» Challenge:
Write each line exactly as it stands, from the line containing "The component shall identify every instance of the blue" through the end of the data.

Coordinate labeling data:

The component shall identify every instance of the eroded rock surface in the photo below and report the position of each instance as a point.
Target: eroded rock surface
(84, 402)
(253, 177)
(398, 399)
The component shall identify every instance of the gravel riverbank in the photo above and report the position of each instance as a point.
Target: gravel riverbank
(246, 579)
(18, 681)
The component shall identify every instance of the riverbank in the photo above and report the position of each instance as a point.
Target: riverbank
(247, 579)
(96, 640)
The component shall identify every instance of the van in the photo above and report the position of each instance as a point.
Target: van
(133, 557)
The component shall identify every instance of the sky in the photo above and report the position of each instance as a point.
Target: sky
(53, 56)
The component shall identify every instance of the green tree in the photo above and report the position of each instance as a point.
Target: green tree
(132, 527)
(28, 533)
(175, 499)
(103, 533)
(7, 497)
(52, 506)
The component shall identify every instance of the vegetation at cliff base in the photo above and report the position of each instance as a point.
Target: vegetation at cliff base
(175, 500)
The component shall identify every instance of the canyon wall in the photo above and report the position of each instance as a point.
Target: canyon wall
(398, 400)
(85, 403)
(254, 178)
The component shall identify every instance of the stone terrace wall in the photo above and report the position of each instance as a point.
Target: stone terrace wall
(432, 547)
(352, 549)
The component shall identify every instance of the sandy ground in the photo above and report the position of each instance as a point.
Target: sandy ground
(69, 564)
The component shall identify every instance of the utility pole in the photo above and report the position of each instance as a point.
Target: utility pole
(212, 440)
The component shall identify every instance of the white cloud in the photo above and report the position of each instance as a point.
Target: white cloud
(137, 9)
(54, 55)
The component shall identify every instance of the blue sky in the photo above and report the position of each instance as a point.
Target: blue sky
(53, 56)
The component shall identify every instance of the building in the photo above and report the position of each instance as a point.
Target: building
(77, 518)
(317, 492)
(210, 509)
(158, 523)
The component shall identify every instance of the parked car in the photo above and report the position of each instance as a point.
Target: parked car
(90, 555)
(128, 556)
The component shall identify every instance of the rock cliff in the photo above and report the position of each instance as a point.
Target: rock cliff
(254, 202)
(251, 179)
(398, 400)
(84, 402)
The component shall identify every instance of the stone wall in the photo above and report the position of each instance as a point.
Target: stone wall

» Result:
The component shall identify every instance of the blue sky in the photo above and report the position of each instance as a point.
Target: blue sky
(53, 56)
The component shall identify every instance of the building in the photo above and report the position of each instance as a point.
Target: building
(77, 518)
(317, 492)
(210, 509)
(158, 523)
The component shall identify every instance of the parked car in the photo above and report the position of each instance as a point.
Target: parked car
(90, 555)
(128, 556)
The component shall identify every instance of the rock cliff in the photo above and report the position of each instance as a point.
Target: rock cliff
(254, 202)
(251, 179)
(398, 400)
(84, 402)
The component shall identify every instance of the stone wall in the photo above and report the position of each instance as a point.
Target: stone wall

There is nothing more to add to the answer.